## TASK REQUIREMENTS
Output the full set of records exactly.

## Saved data entries
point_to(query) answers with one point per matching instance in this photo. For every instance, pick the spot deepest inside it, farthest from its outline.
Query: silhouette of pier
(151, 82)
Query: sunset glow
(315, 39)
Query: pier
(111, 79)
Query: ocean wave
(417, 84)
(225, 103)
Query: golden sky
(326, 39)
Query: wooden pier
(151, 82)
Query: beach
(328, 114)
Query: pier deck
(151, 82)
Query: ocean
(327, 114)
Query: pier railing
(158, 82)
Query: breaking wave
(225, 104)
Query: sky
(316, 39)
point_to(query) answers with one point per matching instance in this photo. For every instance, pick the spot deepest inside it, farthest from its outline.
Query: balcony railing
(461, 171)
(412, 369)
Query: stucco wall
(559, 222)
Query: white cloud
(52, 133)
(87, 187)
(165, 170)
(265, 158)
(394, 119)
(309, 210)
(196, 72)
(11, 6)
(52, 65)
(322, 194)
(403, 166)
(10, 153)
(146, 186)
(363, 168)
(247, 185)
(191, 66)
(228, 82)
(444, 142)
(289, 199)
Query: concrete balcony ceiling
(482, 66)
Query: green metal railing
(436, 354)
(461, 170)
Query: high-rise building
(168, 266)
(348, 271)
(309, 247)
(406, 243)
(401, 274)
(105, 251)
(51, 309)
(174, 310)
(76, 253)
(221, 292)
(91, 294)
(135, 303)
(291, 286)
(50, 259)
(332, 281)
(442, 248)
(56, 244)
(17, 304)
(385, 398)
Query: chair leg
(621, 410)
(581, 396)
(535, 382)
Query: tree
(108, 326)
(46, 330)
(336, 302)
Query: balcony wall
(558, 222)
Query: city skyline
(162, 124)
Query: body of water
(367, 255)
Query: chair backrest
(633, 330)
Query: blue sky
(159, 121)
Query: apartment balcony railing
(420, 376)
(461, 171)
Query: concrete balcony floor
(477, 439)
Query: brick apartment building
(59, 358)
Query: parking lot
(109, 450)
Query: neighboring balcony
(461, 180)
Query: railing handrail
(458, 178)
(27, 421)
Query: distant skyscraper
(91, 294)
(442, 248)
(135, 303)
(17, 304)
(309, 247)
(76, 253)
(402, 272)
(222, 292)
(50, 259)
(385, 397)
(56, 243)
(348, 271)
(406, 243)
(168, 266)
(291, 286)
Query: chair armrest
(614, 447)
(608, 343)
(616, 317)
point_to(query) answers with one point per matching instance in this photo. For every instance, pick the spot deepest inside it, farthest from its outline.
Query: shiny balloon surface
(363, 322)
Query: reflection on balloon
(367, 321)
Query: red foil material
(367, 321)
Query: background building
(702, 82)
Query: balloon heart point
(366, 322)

## RESULT
point_to(query) answers with one point per matching instance in this photo. For every instance, pick the spot deepest inside it, farthest from its outline.
Query: silhouette of pier
(151, 82)
Query: sunset glow
(315, 39)
Query: pier
(111, 79)
Query: ocean wave
(417, 84)
(225, 103)
Query: golden sky
(326, 39)
Query: wooden pier
(151, 82)
Query: beach
(328, 114)
Query: pier deck
(151, 82)
Query: ocean
(327, 114)
Query: pier railing
(158, 82)
Query: breaking wave
(225, 104)
Query: sky
(316, 39)
point_to(query) answers with one point per matching instance in this photo. For every instance, pick the spot deepest inside it, farthest from its outline.
Query: balcony railing
(461, 171)
(412, 369)
Query: stucco wall
(559, 222)
Query: white cloud
(52, 133)
(87, 187)
(165, 170)
(265, 158)
(394, 119)
(309, 210)
(196, 72)
(11, 6)
(52, 65)
(322, 194)
(403, 166)
(10, 153)
(146, 186)
(363, 168)
(247, 185)
(191, 66)
(228, 82)
(444, 142)
(289, 199)
Query: concrete balcony ceiling
(482, 66)
Query: green metal railing
(436, 354)
(461, 170)
Query: high-rise building
(168, 266)
(348, 271)
(309, 247)
(406, 243)
(401, 274)
(105, 251)
(51, 309)
(174, 310)
(76, 253)
(221, 292)
(91, 294)
(135, 303)
(291, 286)
(50, 259)
(332, 281)
(442, 248)
(56, 244)
(17, 304)
(385, 398)
Query: chair leg
(621, 410)
(581, 396)
(535, 382)
Query: tree
(108, 326)
(46, 330)
(336, 302)
Query: balcony wall
(558, 222)
Query: city skyline
(162, 124)
Query: body of water
(367, 255)
Query: chair backrest
(633, 330)
Query: blue sky
(159, 121)
Query: apartment balcony railing
(420, 376)
(461, 171)
Query: concrete balcony floor
(477, 439)
Query: brick apartment building
(59, 358)
Query: parking lot
(109, 450)
Query: neighboring balcony
(461, 180)
Query: railing handrail
(458, 178)
(27, 421)
Query: distant skyscraper
(91, 294)
(442, 248)
(135, 303)
(17, 304)
(309, 247)
(76, 253)
(402, 272)
(222, 292)
(50, 259)
(385, 397)
(56, 243)
(348, 271)
(406, 243)
(168, 266)
(291, 286)
Query: chair armrest
(614, 447)
(608, 343)
(616, 317)
point_to(query) answers with one point per matching instance in this photo. For every instance, pick the spot deepest inside it, farthest from its outline.
Query: shiny balloon surface
(363, 322)
Query: reflection on balloon
(367, 321)
Query: red foil material
(367, 321)
Query: background building
(702, 82)
Query: balloon heart point
(366, 322)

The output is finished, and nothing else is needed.